PROBLEM: Please reproduce all the data exactly as written and omit the pictures.

GIVEN INFORMATION:
- Opening Delimiter -

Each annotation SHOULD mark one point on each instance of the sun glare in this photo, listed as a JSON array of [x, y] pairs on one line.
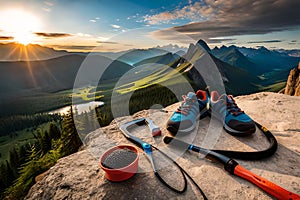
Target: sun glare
[[20, 24]]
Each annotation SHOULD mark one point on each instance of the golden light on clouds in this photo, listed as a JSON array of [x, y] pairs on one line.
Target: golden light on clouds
[[20, 25]]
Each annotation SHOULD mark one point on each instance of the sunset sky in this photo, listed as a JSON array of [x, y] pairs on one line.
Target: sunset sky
[[112, 25]]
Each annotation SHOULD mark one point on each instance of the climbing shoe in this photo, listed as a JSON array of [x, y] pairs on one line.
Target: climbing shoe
[[235, 121], [184, 118]]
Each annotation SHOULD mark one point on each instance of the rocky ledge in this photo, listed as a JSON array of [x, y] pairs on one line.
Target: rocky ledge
[[78, 176]]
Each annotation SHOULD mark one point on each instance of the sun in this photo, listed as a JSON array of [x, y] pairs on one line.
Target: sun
[[20, 24]]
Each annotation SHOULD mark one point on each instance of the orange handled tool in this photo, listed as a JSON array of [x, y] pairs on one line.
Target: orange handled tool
[[233, 167], [269, 187]]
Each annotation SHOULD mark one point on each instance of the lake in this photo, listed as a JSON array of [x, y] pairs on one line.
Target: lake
[[83, 107]]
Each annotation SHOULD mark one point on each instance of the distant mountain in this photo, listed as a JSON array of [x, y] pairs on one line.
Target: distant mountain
[[269, 60], [165, 59], [31, 52], [53, 74], [172, 48], [203, 44], [233, 56], [136, 55], [236, 80]]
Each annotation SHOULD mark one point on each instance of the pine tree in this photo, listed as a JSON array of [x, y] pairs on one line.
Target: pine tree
[[70, 138], [54, 131]]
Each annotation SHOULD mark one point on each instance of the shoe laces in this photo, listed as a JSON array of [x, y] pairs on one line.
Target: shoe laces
[[186, 105], [232, 107]]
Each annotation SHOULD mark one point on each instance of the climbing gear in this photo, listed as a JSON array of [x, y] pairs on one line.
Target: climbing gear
[[117, 167], [184, 118], [233, 167], [148, 150], [235, 121]]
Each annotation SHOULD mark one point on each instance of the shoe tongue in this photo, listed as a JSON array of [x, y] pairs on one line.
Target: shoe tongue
[[191, 95]]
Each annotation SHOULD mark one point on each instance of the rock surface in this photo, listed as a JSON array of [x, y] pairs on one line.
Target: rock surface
[[78, 176], [293, 83]]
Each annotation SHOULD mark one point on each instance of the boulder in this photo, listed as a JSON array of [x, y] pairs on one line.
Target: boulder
[[79, 176]]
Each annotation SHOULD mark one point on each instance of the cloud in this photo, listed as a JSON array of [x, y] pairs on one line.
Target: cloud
[[266, 41], [115, 26], [196, 11], [74, 47], [52, 35], [6, 38], [232, 17], [107, 42], [111, 42]]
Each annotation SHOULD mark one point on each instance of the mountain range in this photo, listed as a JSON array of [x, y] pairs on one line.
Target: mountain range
[[243, 70]]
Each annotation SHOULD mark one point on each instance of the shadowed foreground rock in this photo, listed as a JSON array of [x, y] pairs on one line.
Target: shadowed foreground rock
[[78, 176]]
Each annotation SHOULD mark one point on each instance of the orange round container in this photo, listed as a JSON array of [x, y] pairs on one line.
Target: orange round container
[[124, 173]]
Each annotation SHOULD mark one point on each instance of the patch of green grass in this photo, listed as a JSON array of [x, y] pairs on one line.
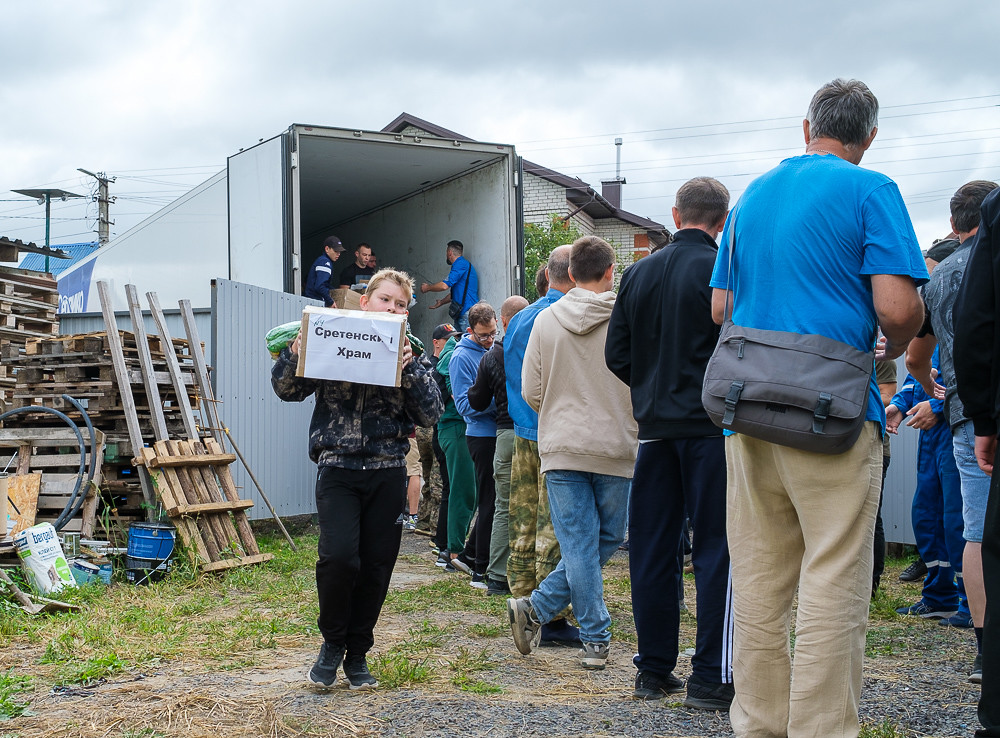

- Closing Delimiter -

ANSWER TO THE EXERCISE:
Each annotation SHOULD mark one point on each instance of the sun glare in this photo, listed as a JSON array of [x, y] pairs on one line.
Target: sun glare
[[20, 24]]
Each annotation SHOULD mark one point on each instance of the golden light on clouds in this photo, listed as a JSON array of [x, y] pairs on one line.
Target: golden light on clouds
[[20, 25]]
Each annotation SHOULD mark one point on each instance of the sunset sky in this photo, listed as a JSON array of [x, y] pairs on one line.
Target: sunset sky
[[112, 25]]
Each annotation SHOULD mark one point on each instance of the climbing shoe in this photo, listed as a JSON array of [x, y] pairs on one line.
Target: climbing shoe
[[235, 121], [184, 118]]
Each annotation SHOULD mark one point on each instance of the rocky ledge in this photo, listed as a JSON array of [x, y] pairs on one line.
Target: rocky ledge
[[78, 176]]
Each annotation SHOULD mark one point on each instance of the sun in this photo, listed as a JSON array of [x, y] pairs on one line.
Target: sun
[[20, 24]]
Each annotation SHOULD mark one point on each instance of the orange handled tool in this photo, listed as a JSON array of [x, y] pairs on one line.
Target: orange handled tool
[[233, 167], [269, 187]]
Each annotation SHOULD mark one point on each instance of the lake in this photo, listed as a JSON array of [x, y] pairs on one line.
Target: lake
[[83, 107]]
Each annotation SHOULD mark one point on each instance of the distant mountain in this photo, listed as a JSON array of [x, y] pairs on one line.
Target: distant mountain
[[269, 60], [165, 59], [31, 52], [53, 74], [172, 48], [203, 44], [233, 56], [136, 55], [236, 80]]
Each annotation SHOULD mark one point on each instance of the pine tree in this photo, listed as a JSON array of [x, y] pairs on one line.
Target: pine tree
[[70, 138], [54, 131]]
Each annotation SHOULD mark one point on each instance of the shoe laces in this photo, listed as a JSON array of [x, y] pairs on one line.
Target: shoe laces
[[186, 105], [232, 107]]
Each annotation SHOULD mark one point on each instance of the climbing gear in this photo, listed as a JSON array of [x, y] pairs on one line.
Target: climbing gear
[[117, 167], [184, 118], [233, 167], [148, 150], [235, 121]]
Each annotation SHOULD mark one point on each instance of the shoe tongue in this photo, listed as a JSON array of [x, y] pairs on one line.
Target: shoe tongue
[[191, 95]]
Each annotation SHOULD mark one point on each instance of the rock surface in this photo, listed as a JSON array of [x, y] pairs on one line.
Target: rock surface
[[78, 176], [293, 83]]
Each annotation SHOULD mark one point on each instance of the boulder in this photo, listed as a JSON array of [x, y] pairs on one line.
Target: boulder
[[79, 176]]
Each annotation SHOULD mark one point on each instance of the cloud in this photo, listed as a JSON array of [x, y] pairs on one line.
Target: cloud
[[266, 41], [115, 26], [196, 11], [74, 47], [52, 35], [6, 38], [232, 17], [107, 42], [111, 42]]
Each annotation SHOULD mark one point on each instance of the mountain range in this photo, listed as a JSON array of [x, y] pairs on one line.
Target: mountain range
[[243, 70]]
Each annotation SHOULD mark one point on each instance of the shadowed foreground rock in this photo, listed as a JSON array of [x, y] pairs on one line.
Target: shadowed foreground rock
[[78, 176]]
Each annotation SHOULD mark one point on each instance of the orange round container in this photo, listed as a JSON array of [x, y] pairs on one line.
Target: orange round container
[[124, 173]]
Each annotation SHOULD mark one point on each instance of the patch of green grass in this photo, listed as a JSON array of [x, y] pairs on one line.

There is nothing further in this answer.